_Supplied text:_
◆ ◆ ◆ ◆ ◆ ◆ ◆

A recent article in the Economist summarizes work done in Cambridge by Dr. Goldman, Dr. Birney and their teams. They came up with a mapping for data into base pairs for storage in DNA; while today DNA storage is quite expensive, it is quickly decreasing in cost...and DNA has the advantage that information does not decay anywhere near as fast as other current storage mediums; 10's of thousands of years vs a handful. The DNA format is also unlikely to change, so it may remain a more consistent technology than others.
The team in Cambridge came up with a way to ensure that base pairs do not repeat, as sequencing errors are much higher when there are strings of the same base. The encoding table is shown above. First the digital data is converted to base 3, and then a differential coding is used to write so that no base pair ever repeats. For example, if the last base was A, and we are looking to encode a 2, then we would write a T.
It struck me immediately that this was not a very efficient coding. Two digits in base 3 have 3^2 = 9 permutations, but the encoding table above has 12 possible transitions. So, there is 25% wasted space in this encoding mechanism.

◆ ◆ ◆ ◆ ◆ ◆ ◆

_Data under study:_
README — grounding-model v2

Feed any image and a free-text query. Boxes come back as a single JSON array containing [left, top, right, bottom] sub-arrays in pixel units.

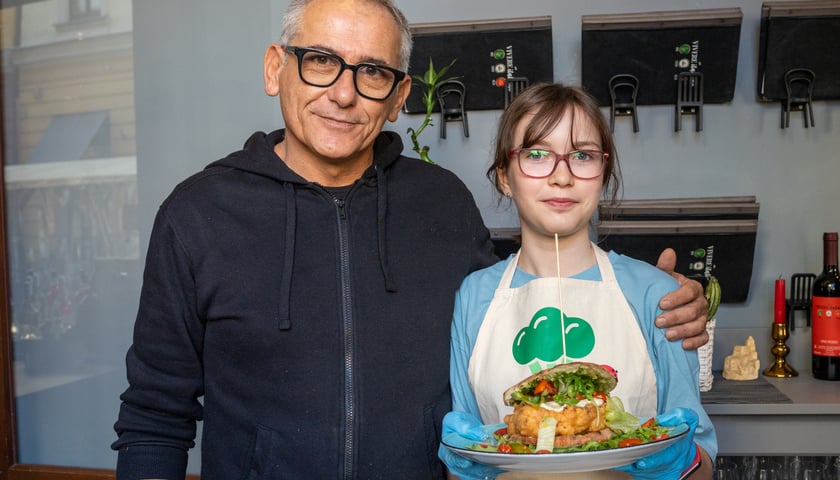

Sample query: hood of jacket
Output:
[[205, 129, 403, 324]]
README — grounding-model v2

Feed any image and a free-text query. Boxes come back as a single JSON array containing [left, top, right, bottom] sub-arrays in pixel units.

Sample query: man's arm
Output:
[[656, 248, 709, 350]]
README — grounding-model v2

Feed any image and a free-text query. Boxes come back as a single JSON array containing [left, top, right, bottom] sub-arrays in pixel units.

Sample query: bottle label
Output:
[[811, 297, 840, 357]]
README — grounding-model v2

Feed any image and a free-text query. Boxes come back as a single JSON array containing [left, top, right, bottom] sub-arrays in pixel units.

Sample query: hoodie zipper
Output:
[[331, 195, 356, 479]]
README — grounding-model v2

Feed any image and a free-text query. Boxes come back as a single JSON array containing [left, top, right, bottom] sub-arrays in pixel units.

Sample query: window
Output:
[[69, 0, 102, 21]]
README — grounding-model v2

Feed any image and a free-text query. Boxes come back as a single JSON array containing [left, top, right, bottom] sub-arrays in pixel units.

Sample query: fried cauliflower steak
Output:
[[505, 402, 607, 437]]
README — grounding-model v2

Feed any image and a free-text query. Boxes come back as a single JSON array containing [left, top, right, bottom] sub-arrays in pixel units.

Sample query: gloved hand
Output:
[[615, 408, 699, 480], [438, 412, 502, 480]]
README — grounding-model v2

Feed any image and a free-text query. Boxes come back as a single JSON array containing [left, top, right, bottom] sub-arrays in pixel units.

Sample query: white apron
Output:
[[468, 244, 657, 479], [468, 244, 657, 424]]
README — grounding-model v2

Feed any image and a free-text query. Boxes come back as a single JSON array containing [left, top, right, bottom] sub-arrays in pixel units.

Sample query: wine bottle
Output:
[[811, 232, 840, 380]]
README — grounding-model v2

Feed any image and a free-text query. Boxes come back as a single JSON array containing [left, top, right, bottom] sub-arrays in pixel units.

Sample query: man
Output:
[[112, 0, 705, 480]]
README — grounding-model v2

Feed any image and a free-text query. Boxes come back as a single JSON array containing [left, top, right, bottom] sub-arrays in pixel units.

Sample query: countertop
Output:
[[701, 371, 840, 455]]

◆ ◆ ◆ ◆ ◆ ◆ ◆

_Your tasks:_
• a. Answer these questions from the text on DNA data storage:
(i) How long does information last in DNA, compared with other current storage mediums?
(ii) Why did the Cambridge team make sure that base pairs do not repeat?
(iii) What share of space does the writer say is wasted in the encoding mechanism?
• b. Pick up the text on DNA data storage after its final sentence and keep writing.
The entries have nothing to do with the text on DNA data storage.

_Exercise results:_
• a.
(i) Tens of thousands of years, compared with a handful for other current storage mediums.
(ii) Sequencing errors are much higher when there are strings of the same base.
(iii) 25%.

• b.
The obvious way to optimize this is to use a (digital) base of sqrt(12) = 2*sqrt(3). With sqrt(3) being irrational, this might be a challenge :-) However, it is easy to take a fixed estimate slightly smaller than sqrt(12), say 3.4641, and use this as the digital base; then we are only wasting a tiny fraction of the 12 transitions. [It would be even easier to use 3.45; the "Digits to be encoded", in the table above, would then be 0, 1.15, and 2.30, as shown below]
Previous | 0.00 | 1.15 | 2.30 |
---|---|---|---|
A | C | G | T |
C | G | T | A |
G | T | A | C |
T | A | C | G |
This also points to the fact that although the DNA "format" may be static for many years, the encoding mechanism is most likely going to change over time. Perhaps we need a standard header using a very simple A and C are 0, G and T are 1, in order to specify the encoding format for the rest of the string.